Source document:
Curate datasets for fun, and profit

Cover photo source: raul kalvo

The term “Curator” was traditionally used in the context of museums, library, gallery and art exhibitions. It general refers to the person who creatively plan and well organise resources to maximise the utility for the audience. The process that a curator gets the job done is thus “curate”.

TLDR readers, here are the sites that worth your visit:

The classical role of journalism is to organise and filter information. Good journalism does not have to be all original. The sharp sense that helps put together fragmented information is often the value add part. This process is very like “curation”, regardless of the title, be it journalist or editor. When it comes to the data journalism world, the curation of datasets becomes a more prominent component. Practitioners have reached the consensus that single dataset is usually not enough to conduct pure “data-driven” reporting. One usually needs to enrich the dataset with other sources, which can be expert interview, auxiliary datasets, research reports, etc. Sometimes, people find no exact dataset can answer the questions they are tackling and end in organising their own dataset from different sources. Both scenarios happen in the data journalism production processes and they are problem oriented — a key feature of journalism, and also research.

What if we do something in the other way? That is, we are not sure what questions can be answered, or what new problems can be discovered, before we get the entire data set. We just have a hunch that it is going to be useful, eventually, in certain way. The process is content oriented and thus “curate”. If people have real good hunch, they can be good data curator. The fact is, many curated datasets end in no use, or not enough use compared with the efforts spent to curate the dataset.

Journalism usually adopts the research process instead of the curation process. Here’s the highlight of the difference:

  • Research — It is problem oriented. It involves a series of “reverse searching” for data and evidence. One starts from the problem and approaches raw data iteration by iteration. Research starts from “what we want”.
  • Curate — It is content oriented. One encounters multiple “interesting” datasets, reformat them, and join them into larger ones. Relevance and coherence are key considerations. After several stages, some problems or insights may pop up from the structured dataset. Curate starts from “what we have”.

The two processes are not completely independent.

Curation helps research. People who do academic research usually have unexpected discoveries while observing curated datasets. The problem may not exist at the beginning at the research or the problem may not be positioned/ phrased exactly the same as it in the final research output. Good researchers always take note of new evidences and new datasets. At certain point, new ideas may spark out of the fine combination of past clues.

Information shown:
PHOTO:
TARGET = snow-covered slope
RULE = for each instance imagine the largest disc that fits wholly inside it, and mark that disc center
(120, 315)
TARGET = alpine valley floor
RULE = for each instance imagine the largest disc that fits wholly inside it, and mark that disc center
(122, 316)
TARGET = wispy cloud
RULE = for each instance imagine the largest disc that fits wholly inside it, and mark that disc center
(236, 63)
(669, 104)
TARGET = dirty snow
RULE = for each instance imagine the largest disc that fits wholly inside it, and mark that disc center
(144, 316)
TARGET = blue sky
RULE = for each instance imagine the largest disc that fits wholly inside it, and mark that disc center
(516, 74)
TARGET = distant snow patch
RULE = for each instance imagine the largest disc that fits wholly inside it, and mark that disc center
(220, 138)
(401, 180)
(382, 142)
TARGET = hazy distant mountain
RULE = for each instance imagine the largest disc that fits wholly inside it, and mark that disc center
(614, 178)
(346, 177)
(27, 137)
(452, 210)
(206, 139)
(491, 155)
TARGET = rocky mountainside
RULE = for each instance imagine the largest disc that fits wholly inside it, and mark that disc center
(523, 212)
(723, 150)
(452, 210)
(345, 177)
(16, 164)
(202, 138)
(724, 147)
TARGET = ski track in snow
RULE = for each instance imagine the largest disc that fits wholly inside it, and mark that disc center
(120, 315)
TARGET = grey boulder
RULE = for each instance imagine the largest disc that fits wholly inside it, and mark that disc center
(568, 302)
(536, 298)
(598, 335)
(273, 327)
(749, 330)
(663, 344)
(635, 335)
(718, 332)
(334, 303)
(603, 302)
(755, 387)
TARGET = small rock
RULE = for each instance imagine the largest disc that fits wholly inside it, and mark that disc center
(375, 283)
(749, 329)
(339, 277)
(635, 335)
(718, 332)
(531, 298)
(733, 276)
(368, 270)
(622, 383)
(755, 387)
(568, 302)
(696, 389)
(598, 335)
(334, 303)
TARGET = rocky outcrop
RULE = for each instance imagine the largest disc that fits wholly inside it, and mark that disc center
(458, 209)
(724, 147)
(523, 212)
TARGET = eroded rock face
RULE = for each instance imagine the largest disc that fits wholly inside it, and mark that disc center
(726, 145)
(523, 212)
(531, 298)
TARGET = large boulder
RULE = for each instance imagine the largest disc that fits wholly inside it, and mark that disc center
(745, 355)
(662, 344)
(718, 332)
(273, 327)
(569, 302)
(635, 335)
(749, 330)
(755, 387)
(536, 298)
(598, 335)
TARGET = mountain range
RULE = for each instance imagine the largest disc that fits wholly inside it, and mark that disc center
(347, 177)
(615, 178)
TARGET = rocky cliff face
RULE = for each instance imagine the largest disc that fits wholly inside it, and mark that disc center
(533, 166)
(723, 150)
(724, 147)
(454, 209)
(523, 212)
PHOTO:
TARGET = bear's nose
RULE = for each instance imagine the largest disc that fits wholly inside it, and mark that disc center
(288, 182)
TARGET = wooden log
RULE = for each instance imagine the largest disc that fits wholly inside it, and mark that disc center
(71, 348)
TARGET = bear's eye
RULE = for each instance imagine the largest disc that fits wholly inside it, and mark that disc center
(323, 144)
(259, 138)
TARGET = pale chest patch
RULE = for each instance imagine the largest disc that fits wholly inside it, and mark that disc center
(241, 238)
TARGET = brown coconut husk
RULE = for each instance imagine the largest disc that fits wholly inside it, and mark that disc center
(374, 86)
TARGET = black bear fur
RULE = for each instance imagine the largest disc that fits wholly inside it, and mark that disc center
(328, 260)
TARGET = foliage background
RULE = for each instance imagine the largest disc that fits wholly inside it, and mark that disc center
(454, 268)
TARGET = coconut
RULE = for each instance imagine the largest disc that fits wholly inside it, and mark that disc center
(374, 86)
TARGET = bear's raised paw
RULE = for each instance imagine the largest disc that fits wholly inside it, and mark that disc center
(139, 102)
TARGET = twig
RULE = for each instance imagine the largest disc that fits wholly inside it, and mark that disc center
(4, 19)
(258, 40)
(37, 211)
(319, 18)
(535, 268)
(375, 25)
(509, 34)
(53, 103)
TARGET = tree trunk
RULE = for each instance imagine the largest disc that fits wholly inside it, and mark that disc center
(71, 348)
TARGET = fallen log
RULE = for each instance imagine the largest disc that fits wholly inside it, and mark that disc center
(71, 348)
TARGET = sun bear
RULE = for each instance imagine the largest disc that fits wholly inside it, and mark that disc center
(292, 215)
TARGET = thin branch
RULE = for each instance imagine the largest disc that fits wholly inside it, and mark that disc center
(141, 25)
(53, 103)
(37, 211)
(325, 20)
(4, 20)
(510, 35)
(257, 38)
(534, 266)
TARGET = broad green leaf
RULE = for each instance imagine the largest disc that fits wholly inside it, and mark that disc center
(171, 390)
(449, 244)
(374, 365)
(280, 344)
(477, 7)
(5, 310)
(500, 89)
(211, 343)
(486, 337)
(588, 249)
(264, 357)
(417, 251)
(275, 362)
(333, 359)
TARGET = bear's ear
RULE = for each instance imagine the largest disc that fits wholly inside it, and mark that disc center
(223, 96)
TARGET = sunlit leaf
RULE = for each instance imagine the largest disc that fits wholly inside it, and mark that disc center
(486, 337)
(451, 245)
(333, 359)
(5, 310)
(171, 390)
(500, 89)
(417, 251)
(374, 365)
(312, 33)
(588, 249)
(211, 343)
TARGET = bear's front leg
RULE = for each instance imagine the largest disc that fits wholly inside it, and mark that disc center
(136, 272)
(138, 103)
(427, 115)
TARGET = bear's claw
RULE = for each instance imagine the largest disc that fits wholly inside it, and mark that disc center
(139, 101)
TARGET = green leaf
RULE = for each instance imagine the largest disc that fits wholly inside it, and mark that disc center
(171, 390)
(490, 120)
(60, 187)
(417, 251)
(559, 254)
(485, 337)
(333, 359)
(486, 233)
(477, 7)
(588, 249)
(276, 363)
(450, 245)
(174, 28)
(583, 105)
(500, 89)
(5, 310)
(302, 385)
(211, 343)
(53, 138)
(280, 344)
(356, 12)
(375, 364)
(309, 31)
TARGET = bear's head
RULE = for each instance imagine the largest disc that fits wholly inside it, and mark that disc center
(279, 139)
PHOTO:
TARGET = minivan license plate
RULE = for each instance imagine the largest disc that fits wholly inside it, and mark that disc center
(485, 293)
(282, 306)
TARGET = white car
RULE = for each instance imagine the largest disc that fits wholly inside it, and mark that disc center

Goal:
According to the dataset curation article, what does the curation process start from? The records were taken from a different source than the text.

Exercise answer:
Curation starts from "what we have."